BEGIN EXERCISE MATERIALS
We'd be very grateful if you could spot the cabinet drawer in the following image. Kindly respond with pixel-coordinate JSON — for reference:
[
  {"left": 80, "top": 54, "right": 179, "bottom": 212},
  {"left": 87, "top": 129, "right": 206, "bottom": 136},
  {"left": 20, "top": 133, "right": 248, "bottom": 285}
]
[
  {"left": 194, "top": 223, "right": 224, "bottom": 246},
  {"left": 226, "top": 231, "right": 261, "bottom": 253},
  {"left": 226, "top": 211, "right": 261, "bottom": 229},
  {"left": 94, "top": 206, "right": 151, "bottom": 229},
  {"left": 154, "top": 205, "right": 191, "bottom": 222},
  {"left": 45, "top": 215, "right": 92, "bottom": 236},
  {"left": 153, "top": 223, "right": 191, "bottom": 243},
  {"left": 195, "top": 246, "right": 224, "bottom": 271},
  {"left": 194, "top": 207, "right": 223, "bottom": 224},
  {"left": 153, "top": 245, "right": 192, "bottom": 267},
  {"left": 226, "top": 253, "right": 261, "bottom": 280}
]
END EXERCISE MATERIALS
WRITTEN TASK: Print the lines above again without any changes.

THE ANSWER:
We'd be very grateful if you could spot the cabinet drawer in the following image. Kindly respond with pixel-coordinate JSON — for reference:
[
  {"left": 80, "top": 54, "right": 179, "bottom": 212},
  {"left": 87, "top": 129, "right": 206, "bottom": 136},
  {"left": 20, "top": 133, "right": 248, "bottom": 285}
]
[
  {"left": 194, "top": 223, "right": 224, "bottom": 246},
  {"left": 226, "top": 231, "right": 261, "bottom": 253},
  {"left": 226, "top": 211, "right": 261, "bottom": 229},
  {"left": 94, "top": 206, "right": 151, "bottom": 229},
  {"left": 154, "top": 205, "right": 191, "bottom": 222},
  {"left": 45, "top": 215, "right": 92, "bottom": 236},
  {"left": 153, "top": 223, "right": 191, "bottom": 243},
  {"left": 195, "top": 246, "right": 224, "bottom": 271},
  {"left": 194, "top": 207, "right": 223, "bottom": 224},
  {"left": 153, "top": 245, "right": 192, "bottom": 267},
  {"left": 226, "top": 253, "right": 261, "bottom": 280}
]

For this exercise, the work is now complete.